### Text for analysis
* * *

Women and the Spread and Adaptation of Biomedical Knowledge in Uganda, 1897-1979
Dr Kathleen Vongsathorn
Wellcome Trust Research Fellow in Medical Humanities (July 2015-June 2018)
'Women and the Spread and Adaptation of Biomedical Knowledge in Uganda, 1897-1979'
Using Uganda as a case study, this project aims to develop a better understanding of the role of women in positions of biomedical authority, to explore the implications of that role in largely patriarchal societies, and to discover what role gender played in the way that biomedicine and biomedical knowledge were perceived, transmitted, and adapted in Uganda. Women ran many of Uganda’s colonial biomedical institutions, staffed them in greater numbers than male European counterparts, and played a prominent role in the communication of biomedical knowledge.
My research takes a broad approach to understanding the role of gender in the perception, spread, and adaptation of biomedicine and biomedical knowledge in twentieth-century Uganda. I explore formal education around biomedicine, as it took place in hygiene and related classes in primary and secondary schools; in professional schools for nurses and midwives; and in organized health education campaigns and talks, such as antenatal clinics. I also explore informal education around biomedicine, for example through conversations between nurses and patients in hospitals, or in social groups that had health components, such as women's clubs, Scouting and Guiding, and church groups. I discuss not only the women who provided biomedical education, but also the ways in which that education was adapted by Ugandans, paying particular attention to the gender tensions and imbalances that surrounded these processes. The predominance of women in many areas of health education, particularly informal education, has been overlooked by historians, and with this research I aim to form a more complete understanding of the role of women in the development of biomedicine, understandings of biomedical knowledge, and promotion of health in Uganda.

* * *

### Collected data
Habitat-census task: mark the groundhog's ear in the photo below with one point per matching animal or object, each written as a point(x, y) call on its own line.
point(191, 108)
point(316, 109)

* * *

### Activity A
Answer each question from the text on women and biomedical knowledge in Uganda, one per line:
(i) During which period did the Wellcome Trust Research Fellowship in Medical Humanities run?
(ii) Which social groups with health components are named?
(iii) Women staffed Uganda's colonial biomedical institutions in greater numbers than which group?
### Activity B
Continue the text on women and biomedical knowledge in Uganda from its final sentence.

### Answer A
(i) July 2015 to June 2018
(ii) Women's clubs, Scouting and Guiding, and church groups
(iii) Their male European counterparts

### Answer B
I focus on the British Uganda Protectorate from 1897, when Uganda’s first biomedical hospital was opened and the first female medical missionary arrived, through decolonisation to 1979 when Idi Amin’s postcolonial dictatorship ended. Uganda is particularly valuable as a case study because its small size enables a broad scope of inquiry, integrating a variety of colonial medical institutions and female medical actors. Moreover, Uganda was a leader in the development of biomedicine in colonial Africa.